▶ **Extrait fourni**
◇ ◇ ◇ ◇ ◇ ◇ ◇

Clemenceau, jusque dans la salle d’audience de la huitième chambre, refusa de croire à l’invraisemblable histoire : « Brisson ne permettra jamais cette infamie[1]. »

Il fallut, pour l’en convaincre, le réquisitoire du substitut Siben, qui demanda le renvoi de l’affaire pour deux raisons : parce que « la porte était ouverte sur la Revision », et parce que Picquart était inculpé de faux. Siben espère encore que le petit bleu est authentique ou que « Picquart a seulement manqué de perspicacité ». Mais, si Picquart a commis « l’acte infâme » de le fabriquer, il n’y aura pas assez de sévérités pour le punir[2].

Dans ces temps empestés de fourberies, on en imaginait, comme s’il n’y en avait pas assez. Labori supposa que la veille, quand il était convenu de la remise avec les magistrats, ceux-ci connaissaient déjà les nouvelles poursuites. Le président Bernard, l’avocat de la République protestèrent. Labori demanda alors au tribunal d’engager le débat au fond, d’entendre les témoins, « La procédure de revision n’aura rien à voir dans l’affaire. » Ordonner la remise avant le débat, c’est faire tenir le civil en état par le militaire.

Il n’avait aucune chance de faire admettre sa thèse, mais quand retrouverait-il l’occasion de faire connaître le cas, si simple, de son client, de crier à la barre que Picquart était innocent de toute faute ?

On reproche à Picquart, en butte à des machinations odieuses, d’avoir été trouver un avocat, de lui avoir confié sa défense sans réserve, de lui avoir donné un mandat général de défense. Il n’a rien fait de plus. Et l’avocat le

  1. Aurore du 23 septembre 1898.
  2. Instr. Fabre, 264 à 268, Siben.

◇ ◇ ◇ ◇ ◇ ◇ ◇

▶ **Données extraites**
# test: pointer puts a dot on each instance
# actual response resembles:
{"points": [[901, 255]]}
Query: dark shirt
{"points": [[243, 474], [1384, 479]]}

◇ ◇ ◇ ◇ ◇ ◇ ◇

▶ **Consignes**
a) Recopiez fidèlement le passage de l'extrait fourni, en commençant à « Clemenceau, jusque dans » et en terminant à « pour le punir[2]. ».
b) Exprimez toutes les lignes des données extraites sous forme de liste JSON de chaînes, une chaîne par ligne, sans les lignes vides.

▶ **Réponses**
a)
Clemenceau, jusque dans la salle d’audience de la huitième chambre, refusa de croire à l’invraisemblable histoire : « Brisson ne permettra jamais cette infamie[1]. »

Il fallut, pour l’en convaincre, le réquisitoire du substitut Siben, qui demanda le renvoi de l’affaire pour deux raisons : parce que « la porte était ouverte sur la Revision », et parce que Picquart était inculpé de faux. Siben espère encore que le petit bleu est authentique ou que « Picquart a seulement manqué de perspicacité ». Mais, si Picquart a commis « l’acte infâme » de le fabriquer, il n’y aura pas assez de sévérités pour le punir[2].

b)
[
  "# test: pointer puts a dot on each instance",
  "# actual response resembles:",
  "{\"points\": [[901, 255]]}",
  "Query: dark shirt",
  "{\"points\": [[243, 474], [1384, 479]]}"
]